-- START --
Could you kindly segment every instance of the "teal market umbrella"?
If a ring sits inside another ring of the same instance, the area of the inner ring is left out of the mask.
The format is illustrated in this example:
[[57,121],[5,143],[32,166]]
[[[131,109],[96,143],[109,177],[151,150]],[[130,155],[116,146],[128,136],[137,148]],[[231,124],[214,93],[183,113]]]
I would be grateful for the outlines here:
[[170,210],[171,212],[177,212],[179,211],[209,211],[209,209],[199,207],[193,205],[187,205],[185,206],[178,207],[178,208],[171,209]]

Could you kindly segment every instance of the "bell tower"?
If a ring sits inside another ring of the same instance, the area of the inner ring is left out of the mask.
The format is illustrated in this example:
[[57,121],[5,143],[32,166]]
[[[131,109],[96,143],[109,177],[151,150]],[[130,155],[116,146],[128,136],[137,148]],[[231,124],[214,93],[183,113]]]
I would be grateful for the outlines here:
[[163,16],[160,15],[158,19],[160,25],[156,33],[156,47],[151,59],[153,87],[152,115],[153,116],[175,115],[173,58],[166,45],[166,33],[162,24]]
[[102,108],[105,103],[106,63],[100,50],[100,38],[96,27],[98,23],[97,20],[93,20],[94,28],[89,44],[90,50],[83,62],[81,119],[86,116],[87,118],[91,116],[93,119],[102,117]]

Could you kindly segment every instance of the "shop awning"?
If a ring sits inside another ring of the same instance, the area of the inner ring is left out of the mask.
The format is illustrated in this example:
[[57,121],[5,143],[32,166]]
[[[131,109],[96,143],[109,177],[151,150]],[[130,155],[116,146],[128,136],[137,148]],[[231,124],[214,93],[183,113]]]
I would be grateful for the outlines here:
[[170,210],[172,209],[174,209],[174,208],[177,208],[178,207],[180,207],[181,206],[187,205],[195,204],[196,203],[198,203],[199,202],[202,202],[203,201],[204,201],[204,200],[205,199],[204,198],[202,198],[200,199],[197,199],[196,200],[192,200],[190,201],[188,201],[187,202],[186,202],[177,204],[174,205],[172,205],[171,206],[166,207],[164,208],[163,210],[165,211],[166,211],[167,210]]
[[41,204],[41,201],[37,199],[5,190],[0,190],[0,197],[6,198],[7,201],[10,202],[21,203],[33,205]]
-- END --
* Task:
Reproduce every line of the items above, requests included, and shift each coordinate in the answer outlines by adding 52 to it. Leave the numbers in the requests and their format samples as they are.

* Solution below:
Could you kindly segment every instance of the "teal market umbrella"?
If a ring sits inside another ring of the same instance, the area of the inner ring is left out of the mask.
The format is illustrated in this example:
[[57,121],[5,143],[32,166]]
[[[131,109],[96,143],[109,177],[151,150]],[[130,155],[116,146],[128,136],[137,148]],[[231,124],[214,93],[183,113]]]
I would be grateful for the outlines here:
[[222,262],[223,264],[229,264],[231,263],[261,263],[261,261],[251,259],[245,257],[239,257],[237,258],[230,259],[230,260],[223,261]]

Could you kindly segment every instance of the "bell tower"?
If a ring sits inside another ring of the same instance, the area of the inner ring is left out of the mask.
The format is illustrated in this example:
[[57,121],[5,143],[32,166]]
[[[131,109],[96,143],[109,177],[151,150]],[[130,155],[116,146],[128,136],[137,148]],[[231,124],[214,93],[183,113]]]
I would be grateful for the outlines here:
[[215,68],[212,67],[210,71],[212,77],[208,85],[208,99],[203,111],[205,139],[204,167],[205,168],[227,167],[225,110],[218,97],[218,85],[214,76]]
[[154,160],[157,155],[158,115],[152,102],[152,90],[148,79],[150,75],[149,72],[145,72],[146,80],[141,96],[142,102],[135,114],[133,171],[138,168],[139,170],[143,168],[145,171],[154,169]]

Could you kindly segment every instance of the "shop awning"?
If a ring sits inside another ring of the same instance, the area of the inner ring is left out of the mask.
The format is illustrated in this example:
[[57,121],[5,143],[32,166]]
[[[131,109],[96,143],[109,177],[151,150]],[[130,155],[116,146],[128,136],[137,148]],[[231,124],[214,93],[183,113]]]
I would be grateful for the outlines here:
[[222,262],[224,261],[226,261],[226,260],[229,260],[230,259],[232,259],[233,258],[239,257],[247,256],[248,255],[250,255],[251,254],[254,254],[255,253],[256,253],[256,252],[257,251],[256,250],[254,250],[252,251],[249,251],[248,252],[244,252],[242,253],[240,253],[239,254],[238,254],[229,256],[226,257],[224,257],[223,258],[218,259],[216,260],[215,262],[217,263],[218,263],[219,262]]
[[93,256],[93,253],[89,251],[57,242],[52,242],[52,249],[58,250],[59,253],[62,254],[73,255],[85,257]]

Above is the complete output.